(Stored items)
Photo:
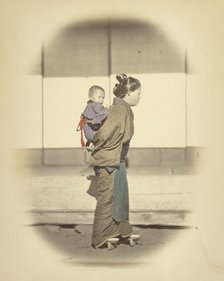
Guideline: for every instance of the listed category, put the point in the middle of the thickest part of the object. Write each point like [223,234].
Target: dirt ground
[74,242]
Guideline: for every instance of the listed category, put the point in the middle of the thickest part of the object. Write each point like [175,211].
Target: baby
[93,116]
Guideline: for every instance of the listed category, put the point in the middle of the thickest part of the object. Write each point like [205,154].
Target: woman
[111,220]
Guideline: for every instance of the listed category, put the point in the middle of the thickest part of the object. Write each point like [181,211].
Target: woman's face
[134,97]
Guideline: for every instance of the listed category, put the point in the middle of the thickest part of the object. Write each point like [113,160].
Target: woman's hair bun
[121,77]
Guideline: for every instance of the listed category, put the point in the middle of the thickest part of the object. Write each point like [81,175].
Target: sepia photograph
[112,140]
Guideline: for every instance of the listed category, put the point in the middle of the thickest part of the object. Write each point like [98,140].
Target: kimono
[111,143]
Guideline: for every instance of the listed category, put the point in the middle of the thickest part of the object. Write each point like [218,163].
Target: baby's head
[97,94]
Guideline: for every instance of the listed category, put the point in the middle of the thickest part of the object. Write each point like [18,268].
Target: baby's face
[98,96]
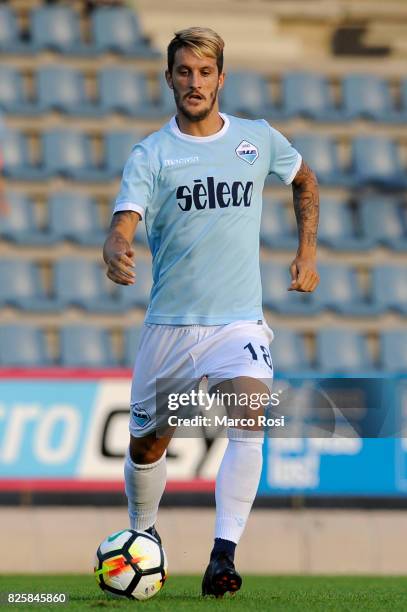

TASK DETAILS: What are the lines of the data above that include the string "like"? Copy them.

SOLUTION TO THIS TASK:
Guideline: for every instance of the listed category, put the point in the middle of the thickest part of the object. Write each point like [223,234].
Guideline: for every instance of the listed category, put the point in the middle of the thickest part of the object. Write each point like [175,211].
Guideline: for every instance of the listed category, put the point in the middle of the thickest part of the object. Write each point like [205,154].
Guideline: for every instance of the listed category, put the point in the middle of the thickest part of the object. Write each point like [181,211].
Guideline: for every instance of the listed category, put the point in the middle of the thickest part of the object. Write each point like [113,160].
Guideline: for every instance of the listed category, put the point in the middle of the thickest part of the object. Write each point like [81,175].
Guideline: for every instance of the listed category, put the point in the middle of the thickest part of the object. Write each point like [98,140].
Guideline: for every instance of the listed category, put the point in the middle of the thickest part of the object. Write each point like [218,163].
Guideline: for every instance of the listed category, put the point in the middle of the thickest part of the object. Write each point like [18,268].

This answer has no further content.